_WRITTEN INSTRUCTION_: Every record below should be printed exactly as it appears.
--- Begin ENTRIES ---
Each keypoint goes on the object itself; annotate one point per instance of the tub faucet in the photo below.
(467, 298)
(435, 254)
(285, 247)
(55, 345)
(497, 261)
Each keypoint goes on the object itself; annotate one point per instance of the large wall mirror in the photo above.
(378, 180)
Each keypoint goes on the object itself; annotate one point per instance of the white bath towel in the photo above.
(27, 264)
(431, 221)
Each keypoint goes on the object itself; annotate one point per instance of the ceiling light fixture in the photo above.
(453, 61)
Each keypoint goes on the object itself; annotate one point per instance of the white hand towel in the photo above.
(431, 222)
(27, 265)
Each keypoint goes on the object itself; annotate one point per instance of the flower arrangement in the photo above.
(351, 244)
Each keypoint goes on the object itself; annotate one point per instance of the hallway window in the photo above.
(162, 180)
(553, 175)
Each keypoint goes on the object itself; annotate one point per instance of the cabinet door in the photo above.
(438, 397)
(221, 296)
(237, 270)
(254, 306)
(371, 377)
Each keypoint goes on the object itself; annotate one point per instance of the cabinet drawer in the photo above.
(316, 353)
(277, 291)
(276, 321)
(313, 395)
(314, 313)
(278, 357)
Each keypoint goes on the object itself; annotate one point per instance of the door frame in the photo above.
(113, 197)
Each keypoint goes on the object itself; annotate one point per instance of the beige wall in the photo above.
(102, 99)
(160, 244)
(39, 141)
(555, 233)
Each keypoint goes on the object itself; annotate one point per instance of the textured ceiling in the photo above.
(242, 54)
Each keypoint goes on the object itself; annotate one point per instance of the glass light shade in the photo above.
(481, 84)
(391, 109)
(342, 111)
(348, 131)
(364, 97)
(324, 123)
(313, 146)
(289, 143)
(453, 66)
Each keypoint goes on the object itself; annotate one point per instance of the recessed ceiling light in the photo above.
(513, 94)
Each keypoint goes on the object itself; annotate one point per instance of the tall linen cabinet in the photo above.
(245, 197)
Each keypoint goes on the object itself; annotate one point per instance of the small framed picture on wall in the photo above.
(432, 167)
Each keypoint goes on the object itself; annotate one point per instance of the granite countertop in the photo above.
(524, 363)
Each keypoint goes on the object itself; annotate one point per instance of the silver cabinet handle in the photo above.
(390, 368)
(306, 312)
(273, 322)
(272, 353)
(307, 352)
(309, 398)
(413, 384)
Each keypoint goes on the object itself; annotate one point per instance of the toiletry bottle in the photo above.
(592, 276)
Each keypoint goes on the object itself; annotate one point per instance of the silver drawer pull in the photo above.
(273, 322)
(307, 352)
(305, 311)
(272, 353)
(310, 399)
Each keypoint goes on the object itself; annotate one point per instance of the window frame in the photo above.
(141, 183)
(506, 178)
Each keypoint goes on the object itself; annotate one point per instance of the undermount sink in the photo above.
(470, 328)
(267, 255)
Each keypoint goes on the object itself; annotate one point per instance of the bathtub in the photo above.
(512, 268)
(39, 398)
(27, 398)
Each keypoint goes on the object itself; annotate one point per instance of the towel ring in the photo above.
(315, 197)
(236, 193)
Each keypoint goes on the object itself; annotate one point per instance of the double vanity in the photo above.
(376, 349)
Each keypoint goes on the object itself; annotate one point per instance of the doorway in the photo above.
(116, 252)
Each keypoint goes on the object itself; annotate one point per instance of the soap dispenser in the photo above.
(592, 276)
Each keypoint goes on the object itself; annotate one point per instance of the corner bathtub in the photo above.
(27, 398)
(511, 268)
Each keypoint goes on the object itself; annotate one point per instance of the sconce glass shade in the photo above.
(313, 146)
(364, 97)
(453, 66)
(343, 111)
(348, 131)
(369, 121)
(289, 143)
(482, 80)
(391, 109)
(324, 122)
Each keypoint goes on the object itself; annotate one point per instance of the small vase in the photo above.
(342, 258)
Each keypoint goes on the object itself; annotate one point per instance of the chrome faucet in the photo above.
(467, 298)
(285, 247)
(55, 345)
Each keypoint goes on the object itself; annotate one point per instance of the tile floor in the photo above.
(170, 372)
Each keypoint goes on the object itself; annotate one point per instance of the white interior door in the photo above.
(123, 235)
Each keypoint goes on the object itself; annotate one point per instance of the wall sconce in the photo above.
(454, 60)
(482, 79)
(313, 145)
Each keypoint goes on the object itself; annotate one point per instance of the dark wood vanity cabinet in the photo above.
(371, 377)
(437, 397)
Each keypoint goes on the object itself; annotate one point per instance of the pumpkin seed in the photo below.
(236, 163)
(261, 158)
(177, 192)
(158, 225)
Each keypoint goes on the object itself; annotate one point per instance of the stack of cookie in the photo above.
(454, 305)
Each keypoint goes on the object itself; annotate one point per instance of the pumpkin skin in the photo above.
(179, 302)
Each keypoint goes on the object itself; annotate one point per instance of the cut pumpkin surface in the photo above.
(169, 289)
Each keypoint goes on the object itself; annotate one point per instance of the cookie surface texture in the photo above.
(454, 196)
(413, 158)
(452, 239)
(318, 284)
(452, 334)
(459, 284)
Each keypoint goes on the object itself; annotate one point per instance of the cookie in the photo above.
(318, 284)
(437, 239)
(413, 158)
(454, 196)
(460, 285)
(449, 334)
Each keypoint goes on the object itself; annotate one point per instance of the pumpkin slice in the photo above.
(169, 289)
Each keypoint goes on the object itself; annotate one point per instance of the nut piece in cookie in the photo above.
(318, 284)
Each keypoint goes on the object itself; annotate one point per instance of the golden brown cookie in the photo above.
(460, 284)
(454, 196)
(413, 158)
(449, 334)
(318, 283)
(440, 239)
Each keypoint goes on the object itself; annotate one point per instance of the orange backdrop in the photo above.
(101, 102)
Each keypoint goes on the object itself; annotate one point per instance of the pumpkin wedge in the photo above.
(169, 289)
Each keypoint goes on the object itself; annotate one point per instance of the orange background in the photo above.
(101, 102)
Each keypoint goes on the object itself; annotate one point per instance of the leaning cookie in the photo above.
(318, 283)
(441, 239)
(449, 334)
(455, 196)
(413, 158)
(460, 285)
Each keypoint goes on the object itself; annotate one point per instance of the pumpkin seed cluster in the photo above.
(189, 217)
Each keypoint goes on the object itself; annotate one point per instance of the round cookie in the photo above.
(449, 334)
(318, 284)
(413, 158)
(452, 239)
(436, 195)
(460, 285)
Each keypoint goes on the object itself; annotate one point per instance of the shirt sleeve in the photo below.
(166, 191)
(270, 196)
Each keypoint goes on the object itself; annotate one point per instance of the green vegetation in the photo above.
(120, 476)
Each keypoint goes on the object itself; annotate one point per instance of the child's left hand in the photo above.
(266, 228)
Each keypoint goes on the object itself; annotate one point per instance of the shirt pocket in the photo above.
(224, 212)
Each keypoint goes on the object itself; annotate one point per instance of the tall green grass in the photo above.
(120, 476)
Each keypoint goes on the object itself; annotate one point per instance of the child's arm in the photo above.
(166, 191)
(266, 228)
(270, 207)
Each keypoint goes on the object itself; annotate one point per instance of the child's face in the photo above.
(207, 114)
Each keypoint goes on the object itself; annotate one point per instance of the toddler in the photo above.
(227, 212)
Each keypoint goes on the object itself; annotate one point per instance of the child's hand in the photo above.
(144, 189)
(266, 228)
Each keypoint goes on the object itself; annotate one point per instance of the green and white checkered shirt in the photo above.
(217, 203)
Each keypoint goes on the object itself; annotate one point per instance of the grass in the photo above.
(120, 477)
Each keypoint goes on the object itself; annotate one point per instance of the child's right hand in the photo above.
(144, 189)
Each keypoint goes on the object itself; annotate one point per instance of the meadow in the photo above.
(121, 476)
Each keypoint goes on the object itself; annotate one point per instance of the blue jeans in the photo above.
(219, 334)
--- End ENTRIES ---
_RESULT_:
Each keypoint goes on the object itself; annotate one point per instance of the tub faucet in the photo below.
(467, 298)
(435, 254)
(285, 247)
(55, 345)
(497, 261)
Each keypoint goes on the object itself; annotate one point per instance of the large wall mirror in the photo above.
(378, 180)
Each keypoint goes on the object itself; annotate one point per instance of the white bath towel in the photo above.
(27, 264)
(431, 221)
Each keypoint goes on the object itself; annotate one point per instance of the ceiling light fixture in the photo above.
(453, 61)
Each keypoint goes on the object itself; annotate one point per instance of the white hand towel in the photo above.
(431, 222)
(27, 265)
Each keypoint goes on the object itself; annotate one point per instance of the flower arrangement in the photo above.
(351, 244)
Each keypoint goes on the object itself; annotate one point per instance of the hallway window in the photo above.
(162, 180)
(553, 175)
Each keypoint goes on the object itself; annotate one point per instance of the cabinet door in the photo above.
(438, 397)
(221, 296)
(237, 270)
(254, 306)
(371, 377)
Each keypoint goes on the object itself; annotate one point per instance of the cabinet drawer in the photo above.
(316, 353)
(277, 291)
(276, 321)
(313, 395)
(314, 313)
(278, 357)
Each keypoint goes on the object itself; annotate one point per instance of the door frame in the photo above.
(113, 197)
Each keypoint goes on the object itself; annotate one point per instance of the beige wall in the photo above.
(102, 99)
(160, 244)
(39, 141)
(555, 233)
Each keypoint goes on the object itself; annotate one point per instance of the textured ceiling in the photo above.
(242, 54)
Each keypoint goes on the object itself; annotate one point per instance of the glass light shade in the photo above.
(481, 84)
(391, 109)
(342, 111)
(348, 131)
(364, 97)
(324, 123)
(313, 146)
(289, 143)
(453, 66)
Each keypoint goes on the object itself; annotate one point per instance of the recessed ceiling light in the photo above.
(513, 94)
Each keypoint goes on the object itself; annotate one point per instance of the tall linen cabinet in the photo above.
(245, 197)
Each keypoint goes on the object itself; annotate one point per instance of the small framed picture on wall in the photo above.
(432, 167)
Each keypoint goes on the object itself; annotate one point per instance of the granite countertop in the photo above.
(524, 363)
Each keypoint goes on the object itself; annotate one point per instance of the silver cabinet handle in the photo above.
(390, 368)
(306, 312)
(273, 322)
(272, 353)
(307, 352)
(309, 398)
(413, 384)
Each keypoint goes on the object itself; annotate one point per instance of the toiletry bottle in the photo above.
(592, 276)
Each keypoint goes on the object itself; annotate one point per instance of the silver drawer pull in the photo above.
(273, 322)
(307, 352)
(305, 311)
(272, 353)
(310, 399)
Each keypoint goes on the object itself; annotate one point per instance of the window frame in the photo above.
(141, 183)
(506, 178)
Each keypoint goes on the object itself; annotate one point per instance of the undermount sink in the photo above.
(470, 328)
(267, 255)
Each keypoint goes on the object itself; annotate one point per instance of the bathtub in the photo above.
(512, 268)
(39, 398)
(27, 398)
Each keypoint goes on the object itself; annotate one point per instance of the towel ring in the photo above.
(315, 197)
(236, 193)
Each keypoint goes on the object itself; annotate one point per instance of the double vanity in the photo above.
(376, 349)
Each keypoint goes on the object itself; annotate one point per instance of the doorway in the photo above.
(116, 252)
Each keypoint goes on the object itself; annotate one point per instance of the soap dispenser in the photo above.
(592, 276)
Each keypoint goes on the object itself; annotate one point per instance of the corner bathtub in the photo above.
(27, 398)
(511, 268)
Each keypoint goes on the object itself; annotate one point per instance of the sconce glass shade in the photo above.
(313, 146)
(364, 97)
(453, 66)
(343, 111)
(348, 131)
(369, 121)
(289, 143)
(482, 80)
(391, 109)
(324, 122)
Each keypoint goes on the object itself; annotate one point per instance of the small vase in the photo above.
(342, 258)
Each keypoint goes on the object itself; annotate one point per instance of the chrome faucet in the photo above.
(467, 298)
(285, 247)
(55, 345)
Each keypoint goes on the object itself; annotate one point per instance of the tile floor in the photo above.
(170, 372)
Each keypoint goes on the object itself; annotate one point per instance of the white interior door in the photo above.
(123, 235)
Each keypoint goes on the object itself; annotate one point per instance of the wall sconce in the photo above.
(454, 60)
(482, 79)
(313, 145)
Each keypoint goes on the object itself; annotate one point per instance of the dark wood vanity cabinet in the photo above.
(371, 377)
(437, 397)
Each keypoint goes on the object itself; annotate one point per instance of the pumpkin seed in the photo below.
(236, 163)
(261, 158)
(177, 192)
(158, 225)
Each keypoint goes on the object itself; annotate one point per instance of the stack of cookie in the photo above.
(454, 305)
Each keypoint goes on the object itself; annotate one point per instance of the pumpkin skin in the photo above.
(179, 302)
Each keypoint goes on the object itself; annotate one point per instance of the cut pumpkin surface in the photo above.
(169, 289)
Each keypoint goes on the object itself; annotate one point per instance of the cookie surface texture in the photo above.
(454, 196)
(413, 158)
(452, 239)
(318, 284)
(452, 334)
(459, 284)
Each keypoint goes on the object itself; annotate one point per instance of the cookie in the photo above.
(318, 284)
(437, 239)
(413, 158)
(454, 196)
(460, 285)
(449, 334)
Each keypoint goes on the object itself; annotate one point per instance of the pumpkin slice in the photo above.
(169, 289)
Each keypoint goes on the object itself; annotate one point per instance of the nut piece in cookie in the photo above.
(318, 284)
Each keypoint goes on the object itself; annotate one point per instance of the golden brown cookie in the photo above.
(460, 284)
(454, 196)
(413, 158)
(449, 334)
(318, 283)
(440, 239)
Each keypoint goes on the object itself; annotate one point per instance of the orange backdrop in the photo above.
(101, 102)
Each keypoint goes on the object itself; annotate one point per instance of the pumpkin wedge in the photo above.
(169, 289)
Each keypoint goes on the object itself; annotate one point per instance of the orange background in the photo above.
(101, 102)
Each keypoint goes on the object itself; annotate one point per instance of the leaning cookie in the photo above.
(318, 283)
(441, 239)
(449, 334)
(455, 196)
(413, 158)
(460, 285)
Each keypoint goes on the object itself; annotate one point per instance of the pumpkin seed cluster in the photo above.
(189, 217)
Each keypoint goes on the object itself; annotate one point per instance of the round cookie in the photo above.
(449, 334)
(318, 284)
(413, 158)
(452, 239)
(436, 195)
(460, 285)
Each keypoint goes on the object itself; annotate one point per instance of the shirt sleeve in the photo below.
(166, 191)
(270, 196)
Each keypoint goes on the object itself; annotate one point per instance of the green vegetation in the photo above.
(120, 476)
Each keypoint goes on the object itself; annotate one point per instance of the child's left hand in the photo above.
(266, 228)
Each keypoint goes on the object itself; annotate one point per instance of the shirt pocket in the photo above.
(224, 212)
Each keypoint goes on the object itself; annotate one point per instance of the tall green grass in the photo above.
(120, 476)
Each keypoint goes on the object itself; annotate one point per instance of the child's arm in the photo above.
(166, 191)
(266, 228)
(270, 207)
Each keypoint goes on the object itself; annotate one point per instance of the child's face in the photo above.
(207, 114)
Each keypoint goes on the object itself; annotate one point per instance of the toddler in the photo above.
(227, 212)
Each keypoint goes on the object itself; annotate one point per instance of the child's hand in the photo above.
(144, 189)
(266, 228)
Each keypoint goes on the object itself; annotate one point per instance of the green and white checkered shirt in the photo above.
(217, 203)
Each keypoint goes on the object itself; annotate one point per instance of the grass in the photo above.
(120, 477)
Each keypoint goes on the object itself; annotate one point per instance of the child's right hand in the photo above.
(144, 189)
Each keypoint goes on the object itself; annotate one point per instance of the meadow in the photo above.
(121, 476)
Each keypoint goes on the object itself; annotate one point per instance of the blue jeans in the photo above.
(219, 334)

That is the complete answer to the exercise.